Plot the measured, predicted, and forecasted output for model sysARMA.

t = yf1.SamplingInstants;
te = ze.SamplingInstants;
t0 = z.SamplingInstants;
subplot(1,2,1);
plot(t0,z.y(:,1),...
   te,yhat1.y(:,1),...
   t,yf1.y(:,1),'m',...
   t,yf1.y(:,1)+ysd1(:,1),'k--', ...
   t,yf1.y(:,1)-ysd1(:,1), 'k--')
xlabel('Time (year)');
ylabel('Predator population, in thousands');
subplot(1,2,2);
plot(t0,z.y(:,2),...
   te,yhat1.y(:,2),...
   t,yf1.y(:,2),'m',...
   t,yf1.y(:,2)+ysd1(:,2),'k--', ...
   t,yf1.y(:,2)-ysd1(:,2),'k--')
% Make the figure larger.
fig = gcf;
p = fig.Position;
fig.Position = [p(1),p(2)-p(4)*0.2,p(3)*1.4,p(4)*1.2];
xlabel('Time (year)');
ylabel('Prey population, in thousands');
legend({'Measured','Predicted','Forecasted','Forecast Uncertainty (1 sd)'},...
   'Location','best')

Figure contains 2 axes. Axes 1 contains 5 objects of type line. Axes 2 contains 5 objects of type line. These objects represent Measured, Predicted, Forecasted, Forecast Uncertainty (1 sd).

The plots show that forecasting using a linear ARMA model (with added handling of offsets) worked somewhat and the results showed high uncertainty compared to the actual populations over the 12-20 years time span. This indicates that the population change dynamics might be nonlinear.

Estimate a Nonlinear Black-Box Model

Fit a nonlinear black-box model to the estimation data. You do not require prior knowledge about the equations governing the estimation data. A linear-in-regressor form of Nonlinear ARX model will be estimated.

Exercise task 1
Why does the passage on forecasting predator and prey populations suggest that the population change dynamics might be nonlinear?
Exercise task 2
Which lines of the records contain the word "navy"? Find and copy each one, treating case as significant.

Location labeling records

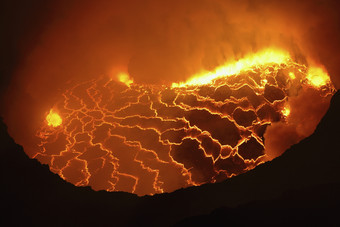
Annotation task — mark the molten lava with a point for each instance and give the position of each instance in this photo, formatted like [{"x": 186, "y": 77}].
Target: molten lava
[
  {"x": 149, "y": 139},
  {"x": 53, "y": 119}
]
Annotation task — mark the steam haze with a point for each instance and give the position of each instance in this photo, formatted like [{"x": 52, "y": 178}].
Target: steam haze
[{"x": 157, "y": 42}]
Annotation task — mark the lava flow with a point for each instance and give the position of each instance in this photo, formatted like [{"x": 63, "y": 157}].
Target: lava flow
[{"x": 146, "y": 139}]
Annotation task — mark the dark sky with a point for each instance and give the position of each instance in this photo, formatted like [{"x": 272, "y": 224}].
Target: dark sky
[{"x": 47, "y": 45}]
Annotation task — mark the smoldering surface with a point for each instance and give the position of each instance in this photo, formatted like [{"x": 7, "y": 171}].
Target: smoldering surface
[{"x": 156, "y": 43}]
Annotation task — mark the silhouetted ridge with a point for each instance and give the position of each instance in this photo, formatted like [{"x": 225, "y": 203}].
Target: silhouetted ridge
[{"x": 32, "y": 195}]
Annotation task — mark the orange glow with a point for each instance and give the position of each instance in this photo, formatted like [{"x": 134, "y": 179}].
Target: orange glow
[
  {"x": 142, "y": 139},
  {"x": 125, "y": 78},
  {"x": 317, "y": 76},
  {"x": 291, "y": 75},
  {"x": 286, "y": 111},
  {"x": 53, "y": 119},
  {"x": 264, "y": 57}
]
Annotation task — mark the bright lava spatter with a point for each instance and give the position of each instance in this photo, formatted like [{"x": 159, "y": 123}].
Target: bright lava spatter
[{"x": 153, "y": 139}]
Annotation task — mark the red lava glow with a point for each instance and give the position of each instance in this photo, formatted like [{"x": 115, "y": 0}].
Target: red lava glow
[{"x": 146, "y": 139}]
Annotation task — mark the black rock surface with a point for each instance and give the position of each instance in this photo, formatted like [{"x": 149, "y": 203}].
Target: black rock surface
[{"x": 299, "y": 187}]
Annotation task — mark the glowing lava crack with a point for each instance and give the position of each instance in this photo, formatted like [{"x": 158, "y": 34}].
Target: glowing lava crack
[{"x": 153, "y": 139}]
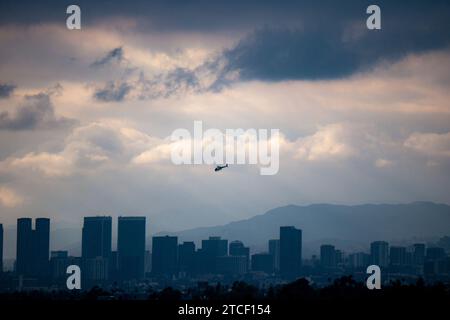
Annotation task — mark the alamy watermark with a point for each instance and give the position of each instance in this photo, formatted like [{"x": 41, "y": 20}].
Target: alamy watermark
[{"x": 234, "y": 146}]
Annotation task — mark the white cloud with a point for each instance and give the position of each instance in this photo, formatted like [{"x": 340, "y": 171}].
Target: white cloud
[
  {"x": 431, "y": 144},
  {"x": 9, "y": 198},
  {"x": 328, "y": 142}
]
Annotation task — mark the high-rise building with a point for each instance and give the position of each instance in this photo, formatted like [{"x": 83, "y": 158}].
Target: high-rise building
[
  {"x": 211, "y": 249},
  {"x": 419, "y": 254},
  {"x": 379, "y": 253},
  {"x": 164, "y": 255},
  {"x": 237, "y": 248},
  {"x": 1, "y": 248},
  {"x": 274, "y": 250},
  {"x": 290, "y": 252},
  {"x": 96, "y": 237},
  {"x": 33, "y": 247},
  {"x": 359, "y": 260},
  {"x": 131, "y": 247},
  {"x": 186, "y": 257},
  {"x": 327, "y": 256},
  {"x": 96, "y": 249},
  {"x": 262, "y": 262},
  {"x": 59, "y": 261}
]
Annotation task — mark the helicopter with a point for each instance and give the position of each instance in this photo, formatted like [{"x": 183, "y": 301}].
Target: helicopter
[{"x": 218, "y": 168}]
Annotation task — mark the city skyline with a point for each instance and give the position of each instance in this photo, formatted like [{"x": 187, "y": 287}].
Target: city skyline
[
  {"x": 171, "y": 260},
  {"x": 87, "y": 115}
]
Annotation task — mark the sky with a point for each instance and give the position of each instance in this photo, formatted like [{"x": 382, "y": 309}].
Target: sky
[{"x": 86, "y": 115}]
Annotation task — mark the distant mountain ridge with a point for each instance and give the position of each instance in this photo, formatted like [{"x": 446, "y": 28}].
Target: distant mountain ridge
[{"x": 348, "y": 227}]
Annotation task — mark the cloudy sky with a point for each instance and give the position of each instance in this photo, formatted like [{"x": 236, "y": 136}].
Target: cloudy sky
[{"x": 86, "y": 115}]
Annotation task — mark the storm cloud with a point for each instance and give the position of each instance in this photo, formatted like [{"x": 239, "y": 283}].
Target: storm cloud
[
  {"x": 6, "y": 90},
  {"x": 37, "y": 112}
]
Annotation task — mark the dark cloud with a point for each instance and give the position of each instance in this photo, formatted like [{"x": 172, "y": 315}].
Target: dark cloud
[
  {"x": 113, "y": 91},
  {"x": 36, "y": 113},
  {"x": 6, "y": 90},
  {"x": 115, "y": 54}
]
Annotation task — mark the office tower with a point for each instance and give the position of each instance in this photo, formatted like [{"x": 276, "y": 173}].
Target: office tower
[
  {"x": 131, "y": 247},
  {"x": 263, "y": 262},
  {"x": 1, "y": 248},
  {"x": 42, "y": 246},
  {"x": 164, "y": 255},
  {"x": 397, "y": 256},
  {"x": 359, "y": 260},
  {"x": 290, "y": 252},
  {"x": 237, "y": 248},
  {"x": 211, "y": 249},
  {"x": 186, "y": 256},
  {"x": 148, "y": 262},
  {"x": 274, "y": 250},
  {"x": 419, "y": 254},
  {"x": 32, "y": 257},
  {"x": 96, "y": 237},
  {"x": 379, "y": 253},
  {"x": 231, "y": 265},
  {"x": 59, "y": 261},
  {"x": 327, "y": 256},
  {"x": 96, "y": 249}
]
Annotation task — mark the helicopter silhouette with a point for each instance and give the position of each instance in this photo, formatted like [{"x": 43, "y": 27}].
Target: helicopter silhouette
[{"x": 218, "y": 168}]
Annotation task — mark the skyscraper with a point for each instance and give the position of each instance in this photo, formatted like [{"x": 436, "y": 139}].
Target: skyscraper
[
  {"x": 262, "y": 262},
  {"x": 379, "y": 253},
  {"x": 237, "y": 248},
  {"x": 327, "y": 256},
  {"x": 211, "y": 249},
  {"x": 1, "y": 248},
  {"x": 164, "y": 255},
  {"x": 186, "y": 256},
  {"x": 131, "y": 247},
  {"x": 96, "y": 237},
  {"x": 290, "y": 252},
  {"x": 274, "y": 250},
  {"x": 33, "y": 247},
  {"x": 96, "y": 249}
]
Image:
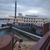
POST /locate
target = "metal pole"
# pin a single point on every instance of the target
(15, 10)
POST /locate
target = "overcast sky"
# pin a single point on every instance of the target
(35, 7)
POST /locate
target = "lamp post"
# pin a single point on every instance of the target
(15, 10)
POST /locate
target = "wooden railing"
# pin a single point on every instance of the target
(44, 42)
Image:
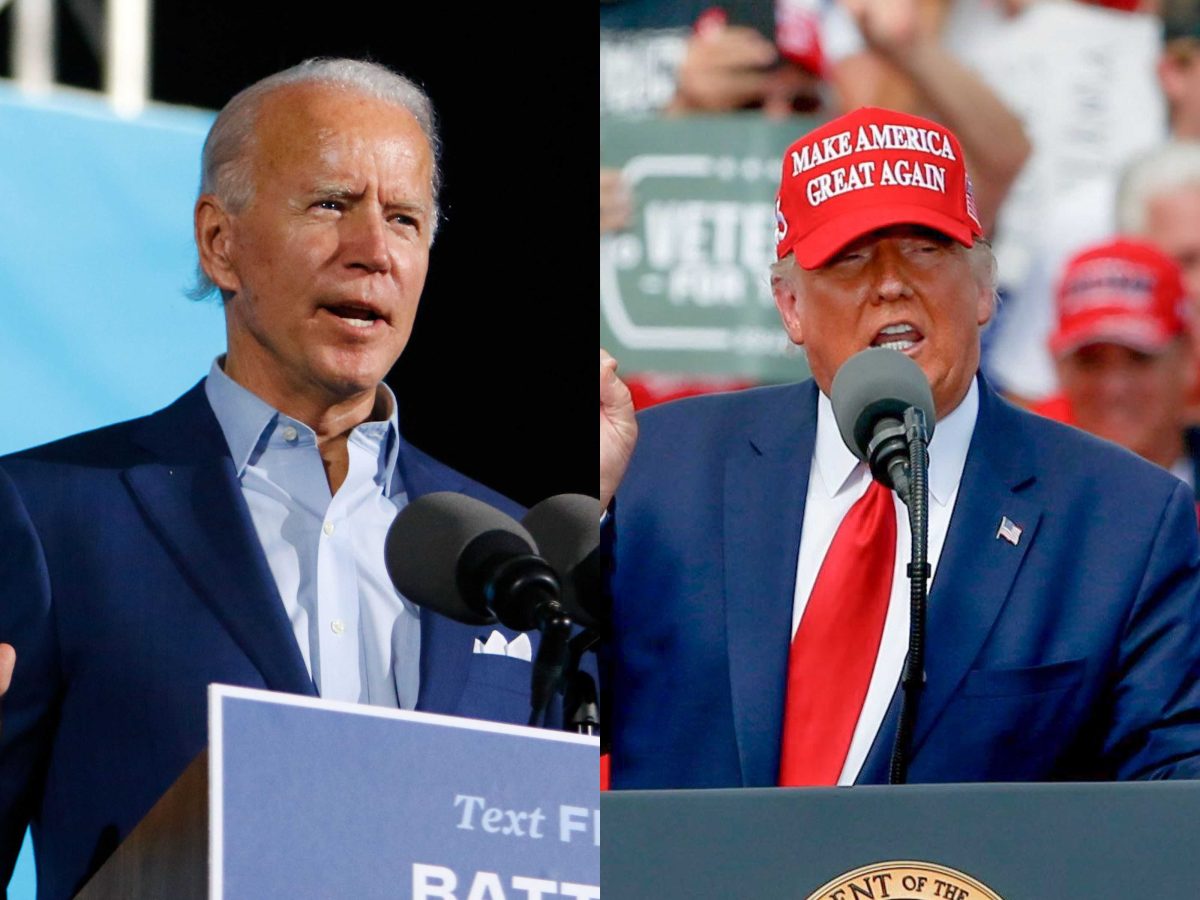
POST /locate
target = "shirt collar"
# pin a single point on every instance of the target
(249, 423)
(839, 469)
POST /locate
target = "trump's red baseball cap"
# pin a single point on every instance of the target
(1125, 292)
(870, 169)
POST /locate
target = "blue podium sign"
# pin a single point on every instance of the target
(319, 799)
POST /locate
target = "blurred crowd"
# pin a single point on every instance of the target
(1080, 123)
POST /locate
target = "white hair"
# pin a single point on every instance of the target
(226, 168)
(1165, 169)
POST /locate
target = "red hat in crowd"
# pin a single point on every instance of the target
(870, 169)
(1123, 292)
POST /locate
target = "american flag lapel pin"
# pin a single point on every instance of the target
(1009, 531)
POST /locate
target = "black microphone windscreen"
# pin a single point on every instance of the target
(429, 538)
(873, 384)
(567, 528)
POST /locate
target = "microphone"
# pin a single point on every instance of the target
(882, 403)
(567, 529)
(465, 559)
(871, 395)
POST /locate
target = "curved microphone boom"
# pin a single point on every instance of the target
(465, 559)
(567, 528)
(871, 393)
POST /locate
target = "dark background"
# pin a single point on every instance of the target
(505, 312)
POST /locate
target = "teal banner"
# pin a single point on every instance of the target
(685, 286)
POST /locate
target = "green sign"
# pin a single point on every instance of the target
(685, 287)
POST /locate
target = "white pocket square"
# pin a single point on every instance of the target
(517, 648)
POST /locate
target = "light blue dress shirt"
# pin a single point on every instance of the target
(359, 637)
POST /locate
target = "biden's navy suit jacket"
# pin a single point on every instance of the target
(1069, 655)
(131, 579)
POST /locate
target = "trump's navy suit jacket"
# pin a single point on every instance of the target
(1071, 654)
(131, 577)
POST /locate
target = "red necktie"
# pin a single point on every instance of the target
(835, 646)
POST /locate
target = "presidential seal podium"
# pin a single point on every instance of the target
(1107, 841)
(304, 798)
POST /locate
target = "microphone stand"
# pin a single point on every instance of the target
(915, 492)
(581, 707)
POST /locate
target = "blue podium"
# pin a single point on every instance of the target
(304, 798)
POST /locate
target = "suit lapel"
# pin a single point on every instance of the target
(766, 484)
(193, 503)
(976, 571)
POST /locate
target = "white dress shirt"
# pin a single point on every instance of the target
(837, 481)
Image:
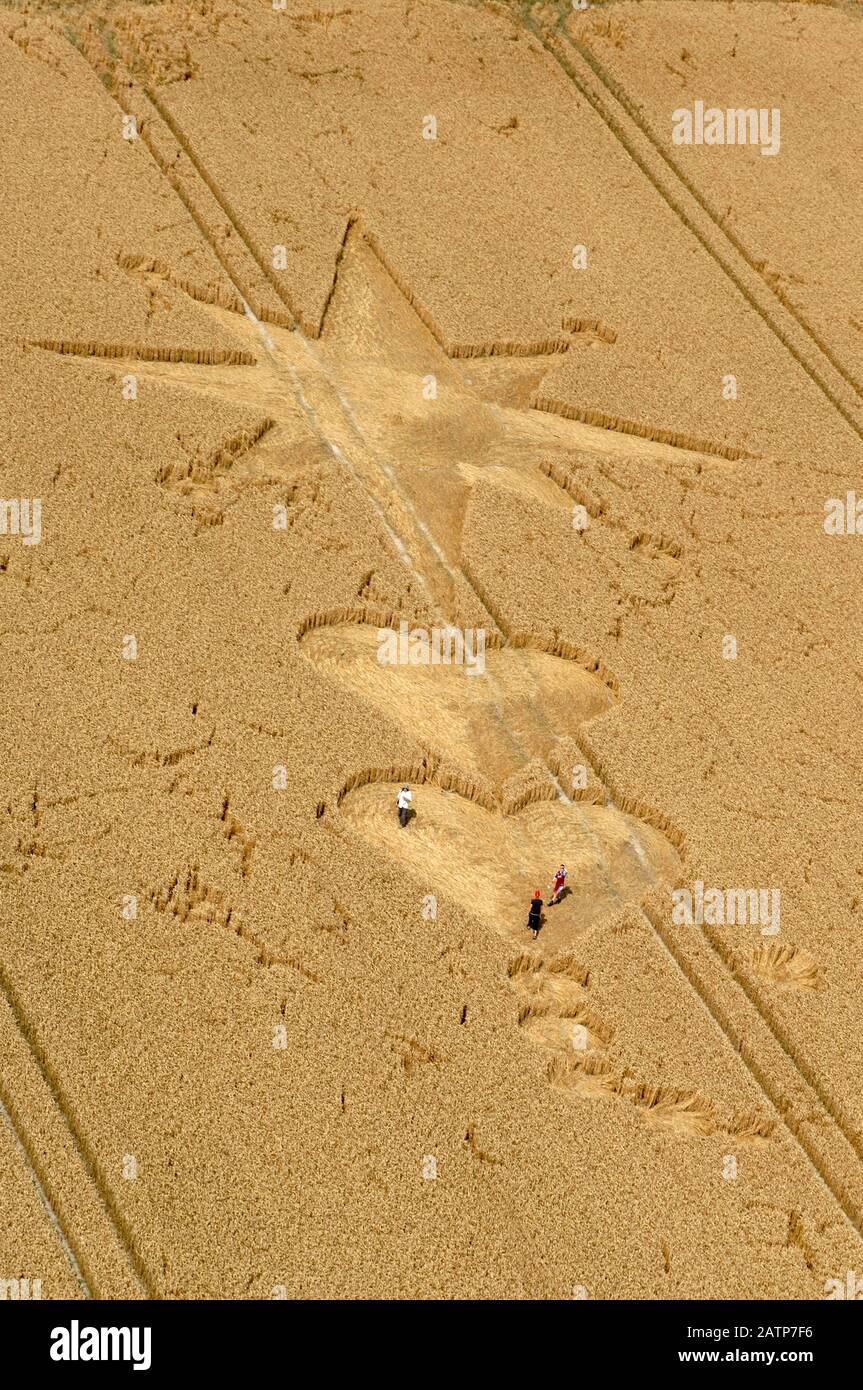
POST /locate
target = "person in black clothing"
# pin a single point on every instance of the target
(535, 913)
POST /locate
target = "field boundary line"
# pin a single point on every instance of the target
(107, 1272)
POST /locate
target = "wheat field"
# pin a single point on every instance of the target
(325, 325)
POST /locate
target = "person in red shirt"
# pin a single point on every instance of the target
(535, 913)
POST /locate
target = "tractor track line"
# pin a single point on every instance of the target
(114, 1218)
(553, 46)
(623, 99)
(683, 216)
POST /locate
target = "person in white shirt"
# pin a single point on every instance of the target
(403, 804)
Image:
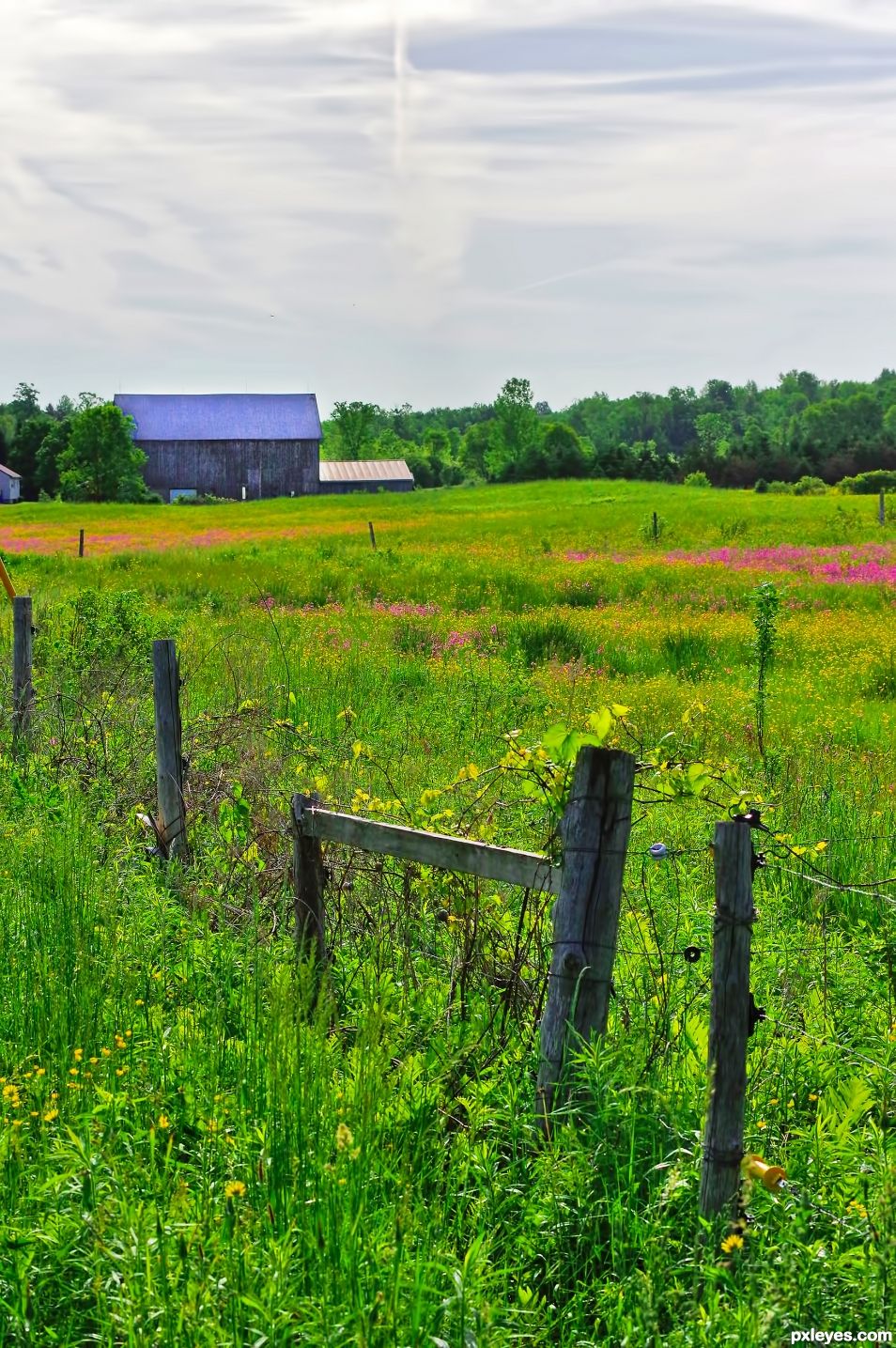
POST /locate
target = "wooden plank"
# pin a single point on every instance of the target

Complete output 1
Forecasting with a linear ARMA model, with added handling of offsets, worked only somewhat. Its results showed high uncertainty compared to the actual populations over the 12-20 years time span, which indicates that the population change dynamics might be nonlinear.

Complete output 2
target = "biden's navy suit jacket"
target = "trump's navy suit jacket"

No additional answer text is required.